(Point annotation dataset listing)
※

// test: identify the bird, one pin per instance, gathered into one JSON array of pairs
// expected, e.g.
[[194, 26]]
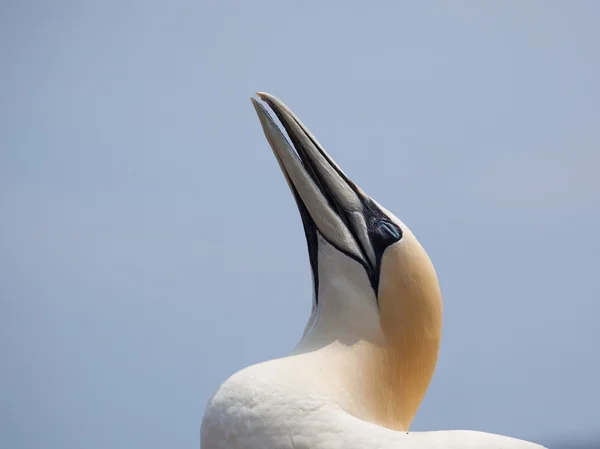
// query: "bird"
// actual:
[[369, 349]]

※

=== WHAT IS REQUIRED ===
Render each line of the listing above as a row in a Markdown table with the columns Row and Line, skipping blank lines. Leave the pictures out of your answer.

=== RESULT BELOW ===
| Row | Line |
|---|---|
| 1 | // test: identify the bird, one pin per instance, gathered into one JSON array of pairs |
| 2 | // expected, e.g. |
| 3 | [[194, 26]] |
| 4 | // query: "bird" |
| 5 | // actual: |
| 6 | [[369, 349]] |